- _AVAILABLE DATA_
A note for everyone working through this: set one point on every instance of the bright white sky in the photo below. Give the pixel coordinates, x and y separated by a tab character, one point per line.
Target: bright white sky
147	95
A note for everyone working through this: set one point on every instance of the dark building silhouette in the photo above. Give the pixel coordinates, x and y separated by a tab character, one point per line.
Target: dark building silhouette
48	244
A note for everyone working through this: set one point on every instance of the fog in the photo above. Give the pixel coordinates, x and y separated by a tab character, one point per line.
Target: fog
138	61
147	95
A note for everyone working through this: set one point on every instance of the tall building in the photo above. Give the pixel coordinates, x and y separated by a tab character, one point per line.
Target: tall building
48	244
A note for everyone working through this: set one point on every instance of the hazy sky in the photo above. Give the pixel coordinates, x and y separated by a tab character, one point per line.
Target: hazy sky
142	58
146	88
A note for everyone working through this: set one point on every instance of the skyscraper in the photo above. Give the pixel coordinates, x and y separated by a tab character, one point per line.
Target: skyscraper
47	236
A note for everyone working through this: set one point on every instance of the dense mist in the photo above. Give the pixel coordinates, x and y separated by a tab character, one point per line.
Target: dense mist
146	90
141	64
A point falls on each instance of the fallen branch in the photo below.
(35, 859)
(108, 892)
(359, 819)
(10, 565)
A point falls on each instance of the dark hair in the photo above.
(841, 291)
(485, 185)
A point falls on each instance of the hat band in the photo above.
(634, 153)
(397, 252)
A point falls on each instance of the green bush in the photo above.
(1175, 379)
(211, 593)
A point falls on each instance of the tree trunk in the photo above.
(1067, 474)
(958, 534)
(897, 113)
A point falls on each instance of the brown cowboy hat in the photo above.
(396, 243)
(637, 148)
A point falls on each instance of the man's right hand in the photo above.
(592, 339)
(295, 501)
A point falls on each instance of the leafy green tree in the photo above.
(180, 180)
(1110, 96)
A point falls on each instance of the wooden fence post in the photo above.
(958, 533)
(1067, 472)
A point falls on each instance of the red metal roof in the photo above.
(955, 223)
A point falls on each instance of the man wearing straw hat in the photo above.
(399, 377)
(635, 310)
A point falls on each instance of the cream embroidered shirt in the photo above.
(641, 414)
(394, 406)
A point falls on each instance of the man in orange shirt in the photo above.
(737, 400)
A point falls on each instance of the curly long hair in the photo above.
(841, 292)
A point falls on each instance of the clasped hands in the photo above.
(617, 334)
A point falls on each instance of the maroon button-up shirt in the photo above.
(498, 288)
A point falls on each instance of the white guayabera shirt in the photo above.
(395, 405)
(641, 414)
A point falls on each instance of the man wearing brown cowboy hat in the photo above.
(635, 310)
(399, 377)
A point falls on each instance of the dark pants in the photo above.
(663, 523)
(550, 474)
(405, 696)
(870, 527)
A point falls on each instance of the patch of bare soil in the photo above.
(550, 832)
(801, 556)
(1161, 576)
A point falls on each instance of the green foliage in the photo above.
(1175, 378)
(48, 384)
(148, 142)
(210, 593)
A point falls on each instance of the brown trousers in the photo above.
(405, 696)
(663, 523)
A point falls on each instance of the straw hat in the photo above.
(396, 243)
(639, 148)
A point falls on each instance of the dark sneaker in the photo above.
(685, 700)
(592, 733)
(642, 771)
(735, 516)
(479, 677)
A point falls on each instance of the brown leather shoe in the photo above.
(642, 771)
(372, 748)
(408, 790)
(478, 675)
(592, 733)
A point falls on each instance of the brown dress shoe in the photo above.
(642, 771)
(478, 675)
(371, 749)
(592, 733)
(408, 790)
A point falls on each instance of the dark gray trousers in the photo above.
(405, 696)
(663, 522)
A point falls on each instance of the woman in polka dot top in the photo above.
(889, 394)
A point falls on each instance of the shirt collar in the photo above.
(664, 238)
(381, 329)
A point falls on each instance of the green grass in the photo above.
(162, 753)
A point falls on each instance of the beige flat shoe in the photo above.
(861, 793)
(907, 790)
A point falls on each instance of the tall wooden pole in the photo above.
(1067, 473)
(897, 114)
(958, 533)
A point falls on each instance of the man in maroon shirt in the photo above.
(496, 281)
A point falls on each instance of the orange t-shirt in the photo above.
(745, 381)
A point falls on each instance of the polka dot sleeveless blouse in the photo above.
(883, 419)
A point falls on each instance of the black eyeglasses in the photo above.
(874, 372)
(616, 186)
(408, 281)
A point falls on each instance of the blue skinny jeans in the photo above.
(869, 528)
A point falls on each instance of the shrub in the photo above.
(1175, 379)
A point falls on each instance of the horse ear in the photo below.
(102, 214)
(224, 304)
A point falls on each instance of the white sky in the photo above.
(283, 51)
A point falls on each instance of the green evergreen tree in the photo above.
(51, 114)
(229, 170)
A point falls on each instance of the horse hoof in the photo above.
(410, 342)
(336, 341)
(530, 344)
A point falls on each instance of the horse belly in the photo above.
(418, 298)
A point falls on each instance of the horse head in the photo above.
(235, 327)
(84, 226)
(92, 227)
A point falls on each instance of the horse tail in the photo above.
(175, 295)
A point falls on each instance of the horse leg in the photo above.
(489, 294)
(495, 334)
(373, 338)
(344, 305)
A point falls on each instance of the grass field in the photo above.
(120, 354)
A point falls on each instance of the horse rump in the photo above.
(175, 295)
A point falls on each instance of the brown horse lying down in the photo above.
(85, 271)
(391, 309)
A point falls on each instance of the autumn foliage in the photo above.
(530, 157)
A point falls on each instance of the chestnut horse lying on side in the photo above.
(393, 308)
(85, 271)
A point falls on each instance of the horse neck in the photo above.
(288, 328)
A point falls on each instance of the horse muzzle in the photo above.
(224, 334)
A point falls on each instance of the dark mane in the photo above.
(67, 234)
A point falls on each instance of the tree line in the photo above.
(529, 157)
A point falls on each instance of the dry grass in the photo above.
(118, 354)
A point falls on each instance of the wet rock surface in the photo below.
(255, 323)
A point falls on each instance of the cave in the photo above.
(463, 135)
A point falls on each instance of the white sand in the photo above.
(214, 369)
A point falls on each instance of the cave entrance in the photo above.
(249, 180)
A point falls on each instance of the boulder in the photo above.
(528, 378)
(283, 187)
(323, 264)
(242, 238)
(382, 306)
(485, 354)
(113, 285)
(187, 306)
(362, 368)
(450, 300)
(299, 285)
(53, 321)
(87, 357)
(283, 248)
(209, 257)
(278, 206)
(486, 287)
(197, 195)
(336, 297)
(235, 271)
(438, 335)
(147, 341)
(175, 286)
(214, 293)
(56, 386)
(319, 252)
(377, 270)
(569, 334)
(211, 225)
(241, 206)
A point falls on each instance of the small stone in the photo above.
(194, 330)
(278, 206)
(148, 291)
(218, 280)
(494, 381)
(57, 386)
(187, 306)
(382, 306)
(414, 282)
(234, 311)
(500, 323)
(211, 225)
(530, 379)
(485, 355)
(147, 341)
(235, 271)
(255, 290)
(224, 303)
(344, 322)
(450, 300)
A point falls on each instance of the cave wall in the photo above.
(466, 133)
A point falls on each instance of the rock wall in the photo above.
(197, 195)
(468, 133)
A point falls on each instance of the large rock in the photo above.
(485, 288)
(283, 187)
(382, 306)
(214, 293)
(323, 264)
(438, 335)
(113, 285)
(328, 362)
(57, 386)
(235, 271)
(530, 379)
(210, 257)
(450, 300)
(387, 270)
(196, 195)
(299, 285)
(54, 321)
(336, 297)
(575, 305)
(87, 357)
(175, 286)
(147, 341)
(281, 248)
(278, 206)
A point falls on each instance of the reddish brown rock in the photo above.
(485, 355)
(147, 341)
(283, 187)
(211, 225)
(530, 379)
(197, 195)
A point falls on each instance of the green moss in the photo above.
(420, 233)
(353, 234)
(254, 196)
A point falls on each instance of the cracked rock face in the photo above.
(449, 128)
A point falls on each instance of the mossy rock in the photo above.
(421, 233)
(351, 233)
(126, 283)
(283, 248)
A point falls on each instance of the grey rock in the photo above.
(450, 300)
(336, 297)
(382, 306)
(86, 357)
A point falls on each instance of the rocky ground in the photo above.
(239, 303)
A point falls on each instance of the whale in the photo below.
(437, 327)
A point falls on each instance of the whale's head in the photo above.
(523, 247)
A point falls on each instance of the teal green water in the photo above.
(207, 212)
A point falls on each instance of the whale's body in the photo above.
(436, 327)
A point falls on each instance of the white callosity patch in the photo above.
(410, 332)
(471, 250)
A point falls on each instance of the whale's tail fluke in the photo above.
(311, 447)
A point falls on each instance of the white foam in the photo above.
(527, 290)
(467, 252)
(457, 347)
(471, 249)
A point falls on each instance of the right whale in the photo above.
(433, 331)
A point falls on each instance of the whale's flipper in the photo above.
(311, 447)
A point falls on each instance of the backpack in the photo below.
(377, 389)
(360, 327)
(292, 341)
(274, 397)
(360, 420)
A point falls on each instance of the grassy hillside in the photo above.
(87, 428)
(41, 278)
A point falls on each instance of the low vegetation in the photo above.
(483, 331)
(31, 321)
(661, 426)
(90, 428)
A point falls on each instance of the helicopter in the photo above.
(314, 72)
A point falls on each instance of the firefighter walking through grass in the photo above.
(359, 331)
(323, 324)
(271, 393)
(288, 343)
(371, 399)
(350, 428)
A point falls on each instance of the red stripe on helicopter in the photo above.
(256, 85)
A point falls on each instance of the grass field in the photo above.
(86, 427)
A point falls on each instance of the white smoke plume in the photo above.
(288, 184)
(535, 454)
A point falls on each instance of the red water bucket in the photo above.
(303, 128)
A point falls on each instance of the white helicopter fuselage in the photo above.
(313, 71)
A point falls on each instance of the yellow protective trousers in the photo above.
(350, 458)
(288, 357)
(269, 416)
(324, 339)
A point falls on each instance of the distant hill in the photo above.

- _PROBLEM DESCRIPTION_
Using the entries above, say how many lines contain the string "separated"; the number is the full reply.

- _SOLUTION FOR THIS EXERCISE_
7